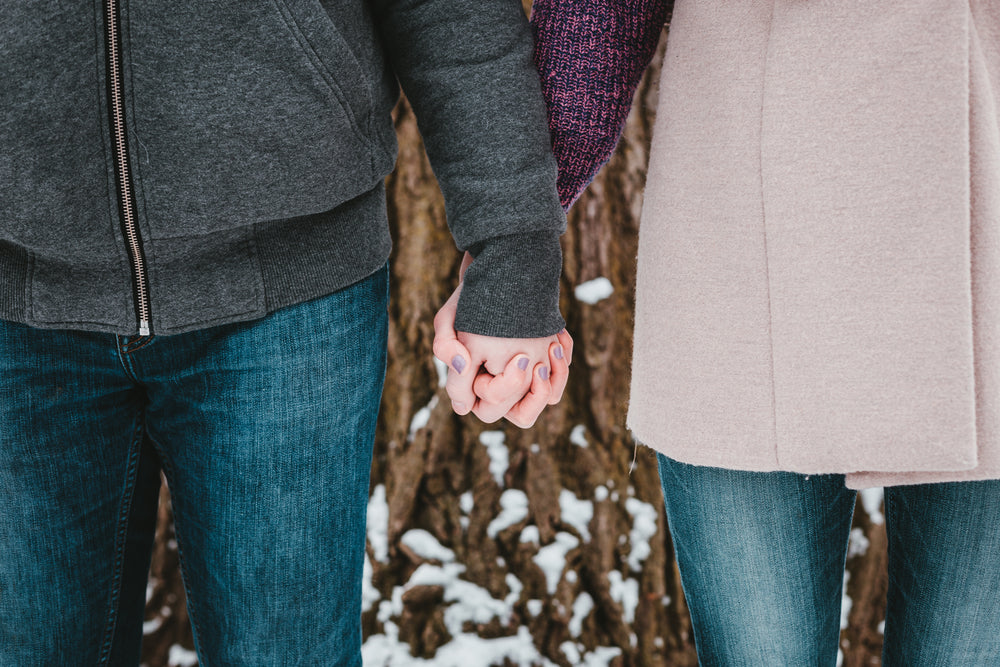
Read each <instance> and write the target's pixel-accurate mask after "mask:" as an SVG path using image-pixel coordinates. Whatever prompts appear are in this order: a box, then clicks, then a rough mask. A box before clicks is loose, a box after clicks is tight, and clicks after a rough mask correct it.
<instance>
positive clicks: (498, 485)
mask: <svg viewBox="0 0 1000 667" xmlns="http://www.w3.org/2000/svg"><path fill="white" fill-rule="evenodd" d="M506 439H507V436H506V435H505V434H504V432H503V431H483V432H482V433H480V434H479V442H480V443H481V444H482V445H483V446H485V447H486V454H487V455H488V456H489V457H490V474H491V475H493V479H494V480H495V481H496V483H497V486H499V487H501V488H503V485H504V484H503V476H504V473H506V472H507V467H508V466H509V465H510V452H508V451H507V445H506Z"/></svg>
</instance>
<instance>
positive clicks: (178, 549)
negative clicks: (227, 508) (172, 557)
mask: <svg viewBox="0 0 1000 667" xmlns="http://www.w3.org/2000/svg"><path fill="white" fill-rule="evenodd" d="M146 437H147V438H148V439H149V442H150V443H152V445H153V449H155V450H156V453H157V454H159V456H160V466H161V468H162V469H163V474H164V475H166V477H167V489H171V490H172V489H173V488H174V486H173V484H172V483H171V480H174V479H176V477H175V476H174V467H173V463H172V462H171V460H170V457H169V456H167V453H166V449H165V448H164V447H163V446H162V445H161V444H160V443H159V441H157V439H156V438H155V437H153V434H152V433H149V432H147V433H146ZM170 503H171V505H172V506H173V508H174V511H173V512H172V514H173V518H174V539H175V540H177V561H178V563H179V564H180V570H181V583H182V584H183V585H184V595H185V596H186V598H187V600H186V604H187V612H188V621H189V622H190V623H191V634H192V638H193V640H194V648H195V653H197V655H198V664H199V665H201V667H208V661H207V660H205V658H204V656H203V655H202V651H201V650H199V641H198V637H199V636H200V635H201V628H200V627H199V625H198V615H197V613H196V608H195V607H196V605H195V603H194V598H192V597H191V586H190V581H191V577H190V575H189V574H188V570H187V564H186V562H185V559H184V547H183V543H182V540H181V535H180V531H179V530H177V525H178V524H179V521H178V518H177V517H178V512H177V508H179V507H180V506H181V505H182V504H183V501H182V500H181V499H180V498H179V497H178V496H175V495H174V494H173V493H171V494H170Z"/></svg>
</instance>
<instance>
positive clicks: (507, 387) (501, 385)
mask: <svg viewBox="0 0 1000 667" xmlns="http://www.w3.org/2000/svg"><path fill="white" fill-rule="evenodd" d="M529 363H530V360H529V359H528V356H527V355H525V354H518V355H516V356H514V358H512V359H511V360H510V361H508V362H507V365H506V366H505V367H504V369H503V372H502V373H500V374H499V375H496V376H492V377H491V376H488V375H486V376H484V375H480V376H479V377H478V378H476V382H475V386H474V387H473V389H474V391H475V394H476V396H478V397H479V398H481V399H482V400H484V401H486V402H487V403H495V404H500V405H503V406H504V407H505V408H508V409H509V408H510V407H511V406H512V405H514V403H516V402H517V401H518V400H519V399H520V398H521V397H522V396H524V394H525V393H526V392H527V391H528V387H529V386H530V385H531V372H530V371H529V370H528V364H529ZM504 412H507V410H506V409H505V410H504Z"/></svg>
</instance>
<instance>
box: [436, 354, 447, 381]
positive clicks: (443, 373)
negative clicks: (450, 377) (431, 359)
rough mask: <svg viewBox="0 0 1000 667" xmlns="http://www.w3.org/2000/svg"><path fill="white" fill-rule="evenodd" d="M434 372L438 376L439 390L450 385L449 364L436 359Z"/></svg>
mask: <svg viewBox="0 0 1000 667" xmlns="http://www.w3.org/2000/svg"><path fill="white" fill-rule="evenodd" d="M434 370H436V371H437V374H438V388H441V387H444V386H445V385H446V384H448V364H446V363H444V362H443V361H441V360H440V359H438V358H437V357H434Z"/></svg>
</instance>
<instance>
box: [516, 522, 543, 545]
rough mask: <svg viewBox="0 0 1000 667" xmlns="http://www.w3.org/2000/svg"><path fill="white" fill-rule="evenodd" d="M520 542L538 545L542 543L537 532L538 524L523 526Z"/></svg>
mask: <svg viewBox="0 0 1000 667" xmlns="http://www.w3.org/2000/svg"><path fill="white" fill-rule="evenodd" d="M520 541H521V544H525V543H527V542H531V543H532V544H534V545H536V546H538V545H540V544H541V543H542V538H541V536H540V535H539V534H538V526H525V527H524V530H522V531H521V539H520Z"/></svg>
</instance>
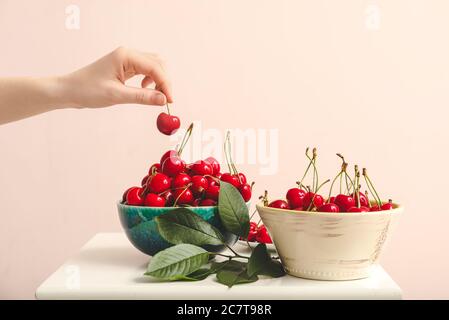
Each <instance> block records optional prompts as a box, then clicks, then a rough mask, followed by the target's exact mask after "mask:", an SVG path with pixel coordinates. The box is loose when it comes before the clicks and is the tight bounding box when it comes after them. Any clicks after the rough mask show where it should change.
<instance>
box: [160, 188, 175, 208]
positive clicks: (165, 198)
mask: <svg viewBox="0 0 449 320" xmlns="http://www.w3.org/2000/svg"><path fill="white" fill-rule="evenodd" d="M160 196H161V197H162V198H164V200H165V206H166V207H171V206H172V205H173V203H174V202H175V196H174V194H173V191H171V190H167V191H165V192H162V193H161V194H160Z"/></svg>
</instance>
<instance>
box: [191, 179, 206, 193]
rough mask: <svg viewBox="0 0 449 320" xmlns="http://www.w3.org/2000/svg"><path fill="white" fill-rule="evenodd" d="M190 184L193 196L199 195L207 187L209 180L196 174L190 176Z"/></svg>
mask: <svg viewBox="0 0 449 320" xmlns="http://www.w3.org/2000/svg"><path fill="white" fill-rule="evenodd" d="M191 181H192V186H191V187H190V189H191V190H192V192H193V194H194V195H195V196H198V195H201V194H202V193H203V192H204V190H206V189H207V188H208V187H209V182H208V181H207V179H206V178H205V177H203V176H200V175H197V176H193V177H192V178H191Z"/></svg>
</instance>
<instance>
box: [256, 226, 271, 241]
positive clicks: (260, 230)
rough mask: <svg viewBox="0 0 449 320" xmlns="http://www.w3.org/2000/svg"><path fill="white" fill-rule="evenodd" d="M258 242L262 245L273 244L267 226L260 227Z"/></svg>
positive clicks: (261, 226)
mask: <svg viewBox="0 0 449 320" xmlns="http://www.w3.org/2000/svg"><path fill="white" fill-rule="evenodd" d="M256 241H257V242H260V243H273V241H272V240H271V238H270V235H269V234H268V231H267V228H266V227H265V226H260V227H259V228H258V230H257V234H256Z"/></svg>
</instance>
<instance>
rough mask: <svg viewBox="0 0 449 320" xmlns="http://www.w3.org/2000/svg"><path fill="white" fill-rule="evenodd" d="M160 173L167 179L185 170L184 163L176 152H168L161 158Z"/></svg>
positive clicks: (184, 165)
mask: <svg viewBox="0 0 449 320" xmlns="http://www.w3.org/2000/svg"><path fill="white" fill-rule="evenodd" d="M160 163H161V171H162V173H164V174H166V175H167V176H169V177H175V176H177V175H178V174H180V173H181V172H183V171H184V170H185V168H186V164H185V162H184V161H183V160H182V159H181V158H180V157H179V155H178V152H176V151H175V150H169V151H167V152H166V153H164V155H163V156H162V158H161V162H160Z"/></svg>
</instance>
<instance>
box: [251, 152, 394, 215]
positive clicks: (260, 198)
mask: <svg viewBox="0 0 449 320" xmlns="http://www.w3.org/2000/svg"><path fill="white" fill-rule="evenodd" d="M337 156H338V157H340V158H341V160H342V165H341V169H340V172H339V173H338V174H337V175H336V176H335V178H334V179H333V180H332V183H331V186H330V190H329V195H328V196H327V198H325V197H323V196H322V195H320V194H319V193H318V192H319V190H320V189H321V187H322V186H323V185H324V184H326V183H328V182H330V180H326V181H324V182H323V183H321V184H319V183H318V171H317V167H316V159H317V152H316V148H314V149H313V152H312V155H311V156H310V155H309V148H307V149H306V157H307V158H308V159H309V165H308V167H307V169H306V170H305V173H304V175H303V177H302V179H301V180H300V181H298V182H297V185H298V186H297V187H295V188H291V189H289V190H288V191H287V194H286V196H285V197H286V200H282V199H278V200H274V201H272V202H269V201H268V198H267V192H266V191H265V194H264V195H263V196H261V197H260V199H262V201H263V203H264V205H265V206H269V207H272V208H278V209H289V210H297V211H318V212H369V211H383V210H391V209H393V208H394V206H393V202H392V200H389V201H388V202H386V203H384V202H382V200H381V198H380V197H379V194H378V193H377V191H376V189H375V188H374V185H373V183H372V181H371V179H370V178H369V177H368V174H367V170H366V168H363V169H362V174H360V171H359V169H358V166H357V165H355V166H354V176H353V178H351V177H350V176H349V174H348V173H347V171H346V170H347V167H348V163H346V161H345V159H344V157H343V156H342V155H341V154H339V153H337ZM310 169H312V171H313V180H312V186H305V185H304V184H303V182H304V179H305V178H306V176H307V173H308V172H309V170H310ZM360 175H362V176H363V178H364V180H365V182H366V186H367V189H368V190H369V192H370V193H371V195H372V197H373V199H374V201H373V202H371V201H370V199H369V193H368V191H365V192H364V193H362V192H361V191H360V189H361V185H360ZM337 180H339V182H340V192H339V194H337V195H336V196H332V189H333V187H334V184H335V182H336V181H337ZM343 190H345V191H343Z"/></svg>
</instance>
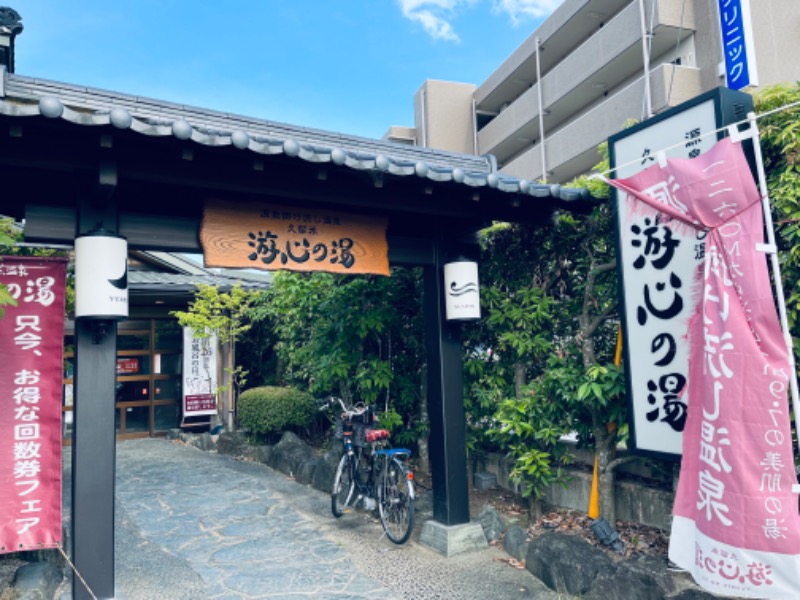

:::

Problem:
Scan the material above for the word "target". Copy each line where it occurs.

Answer for this exercise:
Read each <instance> and write the target's pixel-accurate mask after "mask:" as an SVG path using image-pixel coordinates. Whatever prompts appear are in this order: a box, then clicks, then a rough mask. A box before clicks is loose, a box after clicks is tight, and clicks after a rough mask correct it.
Each <instance> block records optional prompts as a box, then clicks, then a rough mask, followed by the target's exact mask after "mask:", an SVG path with pixel coordinates. The box is loose when it comes before the clicks and is the tight bounding box when it comes after them. Any clicks after the rough mask show where it should change.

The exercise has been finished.